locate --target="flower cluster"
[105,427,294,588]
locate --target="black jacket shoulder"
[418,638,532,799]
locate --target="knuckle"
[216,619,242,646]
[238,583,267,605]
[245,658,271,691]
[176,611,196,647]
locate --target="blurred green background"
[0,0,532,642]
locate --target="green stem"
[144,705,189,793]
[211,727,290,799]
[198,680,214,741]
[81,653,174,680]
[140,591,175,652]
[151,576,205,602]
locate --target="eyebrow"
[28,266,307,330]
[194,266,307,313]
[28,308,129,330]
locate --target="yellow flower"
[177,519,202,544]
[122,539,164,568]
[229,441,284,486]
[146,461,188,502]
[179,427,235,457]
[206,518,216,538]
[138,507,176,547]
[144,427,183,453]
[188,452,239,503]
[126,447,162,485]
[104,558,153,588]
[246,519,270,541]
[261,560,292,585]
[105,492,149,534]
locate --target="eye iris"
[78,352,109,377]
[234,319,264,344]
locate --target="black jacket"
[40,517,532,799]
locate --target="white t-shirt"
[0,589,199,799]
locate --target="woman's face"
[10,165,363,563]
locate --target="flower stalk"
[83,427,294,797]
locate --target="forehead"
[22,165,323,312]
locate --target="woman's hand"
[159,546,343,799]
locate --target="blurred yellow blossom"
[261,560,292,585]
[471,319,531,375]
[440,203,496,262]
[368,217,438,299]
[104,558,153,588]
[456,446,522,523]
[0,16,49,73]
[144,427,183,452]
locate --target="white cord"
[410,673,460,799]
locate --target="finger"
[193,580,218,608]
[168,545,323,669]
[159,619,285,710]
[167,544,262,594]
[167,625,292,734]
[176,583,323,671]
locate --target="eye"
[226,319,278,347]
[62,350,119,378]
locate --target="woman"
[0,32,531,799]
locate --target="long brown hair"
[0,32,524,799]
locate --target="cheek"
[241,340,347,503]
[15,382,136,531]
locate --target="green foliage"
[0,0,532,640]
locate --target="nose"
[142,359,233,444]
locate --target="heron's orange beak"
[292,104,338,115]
════
Swap "black jacket" for "dark coat" wherever it occurs, and reproduce all of these lines with everything else unchanged.

## Solution to the exercise
locate --target="flower cluster"
[105,427,294,588]
locate --target="dark coat shoulder"
[418,638,532,799]
locate --target="knuckle"
[216,619,242,646]
[238,583,267,605]
[245,658,271,691]
[176,611,196,647]
locate --target="blurred green background"
[0,0,532,642]
locate --target="green stem"
[144,705,189,793]
[211,727,290,799]
[198,680,214,741]
[81,653,174,680]
[140,591,175,652]
[151,576,205,602]
locate --target="eyebrow"
[28,266,307,330]
[194,266,307,313]
[28,308,129,330]
locate --target="yellow flower"
[177,519,202,544]
[122,539,164,568]
[229,441,284,486]
[146,461,188,502]
[179,427,235,457]
[206,518,216,538]
[138,507,176,547]
[144,427,183,453]
[188,452,239,503]
[126,447,162,485]
[104,558,153,588]
[246,519,270,541]
[261,560,292,585]
[105,492,149,534]
locate --target="eye iris"
[78,352,109,377]
[234,319,264,344]
locate --target="dark coat"
[40,517,532,799]
locate --target="white t-shirt"
[0,589,199,799]
locate --target="woman's face"
[10,165,363,563]
locate --target="flower stalk"
[83,427,294,797]
locate --target="forehead"
[22,165,323,312]
locate --target="woman's hand"
[159,546,343,799]
locate --target="blurred yellow blossom"
[261,560,292,585]
[471,319,531,375]
[440,203,496,262]
[368,217,438,299]
[104,558,153,588]
[456,446,522,523]
[0,16,49,73]
[144,427,183,452]
locate --target="white cord"
[410,673,460,799]
locate --target="finger"
[193,580,218,608]
[168,545,323,669]
[159,619,285,710]
[167,544,262,594]
[167,625,292,734]
[176,583,323,671]
locate --target="eye"
[226,319,278,347]
[62,350,119,378]
locate --target="woman"
[0,32,531,799]
locate --target="long brown hair"
[0,32,524,799]
locate --target="cheek"
[241,340,347,503]
[15,382,136,531]
locate --target="green foliage"
[0,0,532,640]
locate --target="nose"
[142,359,233,444]
locate --target="heron's orange beak"
[292,104,338,115]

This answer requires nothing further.